■ **Passage provided**
= = = =

Quote of the day:
Sometimes, especially on Saturdays, I wonder how non-bloggers cope with their lives. Never Neutral
When I was a young child I was afraid of many things: dogs, cats, snakes, lightening, thunder, fireworks, even different kinds of foods. My father would laugh gently as he tried to encourage me to eat Aunt Rose's interesting Sephardi dishes and I would shy away, withdrawing into my chair, shaking my head vigorously from side to side. Growing up and living life has made many of the fears disappear, although I am still afraid of heights, mice as they scurry through my kitchen, and snakes.
Some of my fears disappeared as I observed the world around and learned survival skills. With others I had help from various types of teachers. I learned to love interesting foods from connoisseurs and gourmet enthusiasts, Tom being one of the best at that! As for dogs and cats, I have learned to become very comfortable with them. In my early twenties I had a friend named Tali who taught me not to fear dogs. And, of course, can I say more about Molly and Ada that you have not already heard, about curing me forever of discomfort with cats?

= = = =

■ **Problem A**
Print the section of the blog post about childhood fears starting with "Quote of the" and going on through "kitchen, and snakes.", word for word.
■ **Problem B**
Please carry on the blog post about childhood fears from the point where it stops.

= = = =

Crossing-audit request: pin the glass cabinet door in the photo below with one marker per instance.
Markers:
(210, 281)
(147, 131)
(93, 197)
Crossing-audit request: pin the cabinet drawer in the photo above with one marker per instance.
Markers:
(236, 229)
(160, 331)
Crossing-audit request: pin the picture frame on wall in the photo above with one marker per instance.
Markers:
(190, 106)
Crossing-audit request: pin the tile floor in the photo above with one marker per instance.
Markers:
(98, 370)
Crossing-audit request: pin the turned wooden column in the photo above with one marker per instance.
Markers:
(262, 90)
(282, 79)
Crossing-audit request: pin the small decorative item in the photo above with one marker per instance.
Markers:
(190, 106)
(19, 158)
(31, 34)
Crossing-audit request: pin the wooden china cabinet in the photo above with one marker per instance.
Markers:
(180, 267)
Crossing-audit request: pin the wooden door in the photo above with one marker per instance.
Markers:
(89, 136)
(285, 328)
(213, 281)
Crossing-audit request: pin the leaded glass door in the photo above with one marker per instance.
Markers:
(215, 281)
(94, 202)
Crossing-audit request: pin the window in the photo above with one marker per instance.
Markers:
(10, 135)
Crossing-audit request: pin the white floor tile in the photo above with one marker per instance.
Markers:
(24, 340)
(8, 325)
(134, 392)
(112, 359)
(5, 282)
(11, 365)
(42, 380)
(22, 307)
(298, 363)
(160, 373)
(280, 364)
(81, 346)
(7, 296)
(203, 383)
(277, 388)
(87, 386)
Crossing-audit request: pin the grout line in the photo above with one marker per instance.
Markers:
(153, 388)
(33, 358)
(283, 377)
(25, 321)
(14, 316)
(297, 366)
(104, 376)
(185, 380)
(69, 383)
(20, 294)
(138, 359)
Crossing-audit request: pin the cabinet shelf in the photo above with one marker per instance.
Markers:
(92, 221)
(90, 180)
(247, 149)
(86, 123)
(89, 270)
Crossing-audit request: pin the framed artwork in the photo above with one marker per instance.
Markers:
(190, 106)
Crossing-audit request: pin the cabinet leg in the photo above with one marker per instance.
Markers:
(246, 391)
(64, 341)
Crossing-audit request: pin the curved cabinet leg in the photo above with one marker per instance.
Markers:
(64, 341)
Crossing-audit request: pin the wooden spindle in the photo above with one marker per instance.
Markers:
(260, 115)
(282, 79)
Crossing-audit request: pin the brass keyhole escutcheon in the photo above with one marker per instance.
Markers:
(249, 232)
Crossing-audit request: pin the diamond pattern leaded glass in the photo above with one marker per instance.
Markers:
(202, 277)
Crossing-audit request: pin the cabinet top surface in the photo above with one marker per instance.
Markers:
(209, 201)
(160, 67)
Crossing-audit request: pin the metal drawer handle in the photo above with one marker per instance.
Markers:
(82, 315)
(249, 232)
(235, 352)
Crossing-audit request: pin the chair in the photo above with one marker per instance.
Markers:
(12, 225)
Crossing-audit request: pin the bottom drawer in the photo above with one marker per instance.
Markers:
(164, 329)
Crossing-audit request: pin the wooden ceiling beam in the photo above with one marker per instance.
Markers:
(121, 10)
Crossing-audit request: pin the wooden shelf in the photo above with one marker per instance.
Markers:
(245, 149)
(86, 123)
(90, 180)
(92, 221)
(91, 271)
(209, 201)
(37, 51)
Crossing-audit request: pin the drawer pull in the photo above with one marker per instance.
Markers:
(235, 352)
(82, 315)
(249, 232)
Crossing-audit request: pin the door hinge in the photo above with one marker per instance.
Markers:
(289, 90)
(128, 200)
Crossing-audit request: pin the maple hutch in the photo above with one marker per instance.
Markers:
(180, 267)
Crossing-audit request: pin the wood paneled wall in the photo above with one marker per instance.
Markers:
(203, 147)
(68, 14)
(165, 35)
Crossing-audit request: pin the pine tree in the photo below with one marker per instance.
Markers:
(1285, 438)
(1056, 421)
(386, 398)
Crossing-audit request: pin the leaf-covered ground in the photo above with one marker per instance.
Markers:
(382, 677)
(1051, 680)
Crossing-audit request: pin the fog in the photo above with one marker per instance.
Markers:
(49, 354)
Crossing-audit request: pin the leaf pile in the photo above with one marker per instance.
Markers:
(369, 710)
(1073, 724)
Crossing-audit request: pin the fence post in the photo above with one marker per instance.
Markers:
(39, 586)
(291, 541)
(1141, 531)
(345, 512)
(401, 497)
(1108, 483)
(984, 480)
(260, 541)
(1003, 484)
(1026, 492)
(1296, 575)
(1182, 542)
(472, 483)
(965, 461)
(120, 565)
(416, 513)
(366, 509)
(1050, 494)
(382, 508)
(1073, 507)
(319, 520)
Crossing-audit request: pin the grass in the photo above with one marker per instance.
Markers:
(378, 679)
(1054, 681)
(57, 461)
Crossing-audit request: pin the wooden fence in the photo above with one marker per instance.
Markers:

= = = =

■ **Task result A**
Quote of the day:
Sometimes, especially on Saturdays, I wonder how non-bloggers cope with their lives. Never Neutral
When I was a young child I was afraid of many things: dogs, cats, snakes, lightening, thunder, fireworks, even different kinds of foods. My father would laugh gently as he tried to encourage me to eat Aunt Rose's interesting Sephardi dishes and I would shy away, withdrawing into my chair, shaking my head vigorously from side to side. Growing up and living life has made many of the fears disappear, although I am still afraid of heights, mice as they scurry through my kitchen, and snakes.

■ **Task result B**
Molly Mabel has changed since our move to the great Wissahickon. She has gone from being a shy, inhibited creature to a talented, swift, and courageous hunter. In a flash she stalks, runs down and catches chipmunks, moles, birds, butterflies and brings them home to me with great pride, laying them at my trembling feet and breaking heart. Recently as I was saving a number of these little creatures from Molly's claws and teeth I realized how brave I have become. In the past I might have shrieked and yelled in terror, climbing up on the first table I could find as a chipmunk or mole would race through my house. Now I am able to scoop up any little furry fellow and release them away from our yard, making soothing and clucking sounds as I try to calm them from their near-death adventures with my ferocious feline. At times I hold their warm, limp bodies and bury them around the yard and into the woods below. My yowls of fear have changed to teardrops and sorrow at their demise.
A couple of days ago, I heard a commotion and noticed the cats were jumping up and down on the closed porch overlooking the woods. I joined them and saw a large baby woodpecker flapping its wings as it struggled to fly. Something was terribly wrong. Perhaps the bird had fallen from its nest or maybe the neighbor's cat was responsible. I couldn't tell. I quickly gathered a towel and raced outside. As I covered and scooped up the little woodpecker it became silent and ceased the panicked fluttering. I carried the bird out to the woods speaking softly and calmly. Gently placing my charge on the ground into a thick, soft bed of leaves, I withdrew the towel and found it lying on its back. Her eyes gazed back at me in terror, beak wide open with no sound coming out. I gasped as I anthropomorphically saw the silent terror in her eyes. The bird then turned over and scuttled away to who knows what fate.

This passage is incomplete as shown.